§ **PROBLEM TO SOLVE**:
Can you transcribe every one of the records below word for word?
* Begin EXCERPTED RECORDS *
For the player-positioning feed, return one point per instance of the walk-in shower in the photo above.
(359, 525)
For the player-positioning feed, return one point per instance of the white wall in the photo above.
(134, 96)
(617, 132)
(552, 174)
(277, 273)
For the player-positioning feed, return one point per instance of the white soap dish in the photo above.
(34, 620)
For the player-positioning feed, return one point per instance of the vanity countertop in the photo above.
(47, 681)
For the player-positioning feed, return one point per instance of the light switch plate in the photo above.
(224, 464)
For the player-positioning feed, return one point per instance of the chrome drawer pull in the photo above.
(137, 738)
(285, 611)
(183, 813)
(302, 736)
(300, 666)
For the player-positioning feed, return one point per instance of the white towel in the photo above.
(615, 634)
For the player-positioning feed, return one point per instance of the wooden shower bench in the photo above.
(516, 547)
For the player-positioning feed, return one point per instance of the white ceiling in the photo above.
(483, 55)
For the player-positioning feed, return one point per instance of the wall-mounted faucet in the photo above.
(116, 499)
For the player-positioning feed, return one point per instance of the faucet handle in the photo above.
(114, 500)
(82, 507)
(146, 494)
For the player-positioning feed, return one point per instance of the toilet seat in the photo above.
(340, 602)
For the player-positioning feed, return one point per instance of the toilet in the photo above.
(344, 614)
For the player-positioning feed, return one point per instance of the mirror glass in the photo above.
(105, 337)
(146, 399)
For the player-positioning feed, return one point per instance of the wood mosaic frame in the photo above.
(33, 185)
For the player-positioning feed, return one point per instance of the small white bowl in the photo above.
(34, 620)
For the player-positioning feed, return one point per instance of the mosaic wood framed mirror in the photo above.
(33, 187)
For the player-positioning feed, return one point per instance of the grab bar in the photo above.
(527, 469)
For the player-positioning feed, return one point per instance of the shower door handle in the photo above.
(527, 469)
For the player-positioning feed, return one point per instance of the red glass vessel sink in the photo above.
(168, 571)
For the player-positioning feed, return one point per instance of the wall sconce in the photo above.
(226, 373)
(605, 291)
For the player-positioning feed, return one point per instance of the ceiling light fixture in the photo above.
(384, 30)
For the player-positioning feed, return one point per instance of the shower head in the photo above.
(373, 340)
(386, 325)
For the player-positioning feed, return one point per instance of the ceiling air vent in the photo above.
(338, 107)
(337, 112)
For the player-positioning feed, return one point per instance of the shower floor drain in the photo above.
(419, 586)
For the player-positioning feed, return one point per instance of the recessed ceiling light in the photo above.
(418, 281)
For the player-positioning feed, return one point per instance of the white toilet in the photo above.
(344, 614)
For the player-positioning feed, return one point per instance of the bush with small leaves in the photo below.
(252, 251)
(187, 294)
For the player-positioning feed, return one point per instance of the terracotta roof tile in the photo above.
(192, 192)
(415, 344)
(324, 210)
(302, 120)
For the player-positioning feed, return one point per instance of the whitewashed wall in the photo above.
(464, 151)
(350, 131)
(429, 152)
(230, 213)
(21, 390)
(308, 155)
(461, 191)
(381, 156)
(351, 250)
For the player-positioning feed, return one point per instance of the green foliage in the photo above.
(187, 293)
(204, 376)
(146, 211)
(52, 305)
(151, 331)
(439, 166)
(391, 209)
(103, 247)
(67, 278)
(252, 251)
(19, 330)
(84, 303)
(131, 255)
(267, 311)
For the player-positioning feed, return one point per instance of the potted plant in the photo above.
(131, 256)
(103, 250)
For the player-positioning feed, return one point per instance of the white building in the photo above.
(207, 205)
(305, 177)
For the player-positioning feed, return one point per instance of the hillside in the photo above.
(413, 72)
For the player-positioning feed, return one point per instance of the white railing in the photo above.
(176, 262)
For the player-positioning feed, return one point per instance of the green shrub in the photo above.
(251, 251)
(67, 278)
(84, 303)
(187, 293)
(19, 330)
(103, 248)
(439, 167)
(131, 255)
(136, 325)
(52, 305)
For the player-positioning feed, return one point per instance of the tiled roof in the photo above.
* End EXCERPTED RECORDS *
§ **SOLUTION BELOW**:
For the player-positioning feed, return one point per instance of the walk-in shower in the photo above.
(359, 525)
For the player-positioning feed, return one point per instance of the white wall in the photo above.
(134, 96)
(617, 132)
(552, 174)
(277, 273)
For the player-positioning feed, return one point per instance of the white soap dish in the photo above.
(34, 620)
For the player-positioning feed, return one point per instance of the vanity countertop in the photo above.
(47, 681)
For the player-positioning feed, return one point per instance of the light switch plate in the photo above.
(224, 464)
For the player-positioning feed, return one point per instance of the chrome drawer pull in the photo above.
(137, 738)
(285, 611)
(183, 813)
(302, 736)
(300, 666)
For the player-positioning feed, return one point per instance of the white towel in the photo above.
(615, 634)
For the player-positioning feed, return one point per instance of the wooden shower bench in the photo above.
(516, 547)
For the player-positioning feed, return one point per instance of the white ceiling in the photo above.
(483, 55)
For the player-positioning feed, return one point per instance of the wall-mounted faucet in the photo above.
(116, 499)
For the player-positioning feed, return one point per instance of the faucet handle in the photo above.
(114, 500)
(82, 507)
(146, 494)
For the player-positioning feed, return one point per instance of the toilet seat in the photo above.
(340, 602)
For the player-positioning feed, return one point per instance of the toilet in the photo above.
(344, 614)
For the player-positioning feed, return one point per instance of the mirror glass in the photo above.
(105, 337)
(146, 399)
For the player-positioning feed, return one point per instance of the wood mosaic frame in the photo above.
(33, 185)
For the player-positioning feed, return one point per instance of the small white bowl in the photo above.
(34, 620)
For the player-positioning feed, return one point per instance of the mosaic wood framed mirror in the photo above.
(33, 187)
For the player-positioning feed, return one point per instance of the grab bar in the photo above.
(527, 469)
For the player-positioning feed, return one point per instance of the shower door handle in the photo above.
(527, 469)
For the player-positioning feed, return one point per instance of the red glass vessel sink in the photo above.
(168, 571)
For the player-positioning feed, return one point per instance of the wall sconce in the photo above.
(226, 373)
(605, 291)
For the player-positioning feed, return one point per instance of the ceiling light fixture in the photo above.
(384, 30)
For the player-positioning feed, return one point per instance of the shower head in the photo above.
(373, 340)
(386, 325)
For the player-positioning feed, return one point per instance of the ceiling air vent in the photo above.
(338, 107)
(337, 112)
For the player-positioning feed, return one point per instance of the shower floor drain in the photo above.
(419, 586)
For the player-positioning feed, return one point per instance of the recessed ceiling light in the photo above.
(418, 281)
For the player-positioning feed, return one point per instance of the white toilet in the photo above.
(344, 614)
For the player-positioning feed, return one point per instance of the bush with small leaves in the photo below.
(252, 251)
(187, 294)
For the player-positioning feed, return one point per instance of the terracotta roof tile in the photo above.
(192, 192)
(415, 344)
(324, 210)
(302, 120)
For the player-positioning feed, return one point per instance of the whitewashed wall in the photo above.
(464, 151)
(350, 131)
(429, 152)
(230, 213)
(21, 390)
(308, 155)
(461, 191)
(381, 156)
(351, 250)
For the player-positioning feed, return one point per instance of the green foliage in the photo above.
(187, 293)
(204, 376)
(146, 211)
(52, 305)
(151, 331)
(439, 166)
(391, 209)
(103, 247)
(67, 278)
(252, 251)
(19, 330)
(84, 303)
(131, 255)
(267, 311)
For the player-positioning feed, return one point per instance of the potted plant in the photo above.
(131, 256)
(103, 250)
For the player-positioning feed, return one point per instance of the white building in the photo above.
(207, 205)
(305, 177)
For the player-positioning feed, return one point per instance of the hillside in the photo above.
(413, 72)
For the player-positioning feed, return one point per instance of the white railing in the photo above.
(176, 262)
For the player-positioning feed, return one point per instance of the green shrub in the photo above.
(251, 251)
(67, 278)
(84, 303)
(187, 293)
(19, 330)
(103, 248)
(439, 167)
(131, 255)
(136, 325)
(52, 305)
For the player-positioning feed, return one point per instance of the tiled roof in the photo above.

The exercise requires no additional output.